▶ BRIEF
Omit the images. Restate all of the records word for word.
─── DATASET EXCERPTS
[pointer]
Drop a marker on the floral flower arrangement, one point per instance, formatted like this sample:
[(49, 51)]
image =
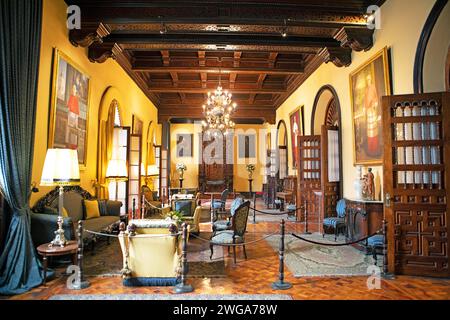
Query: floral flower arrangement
[(175, 216), (250, 169)]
──────
▶ SOLUTION
[pointer]
Drop a marker on the floral flower arrangement, one point per instance, formatted like this sample:
[(49, 51)]
image =
Query: floral flower arrangement
[(175, 216), (250, 169)]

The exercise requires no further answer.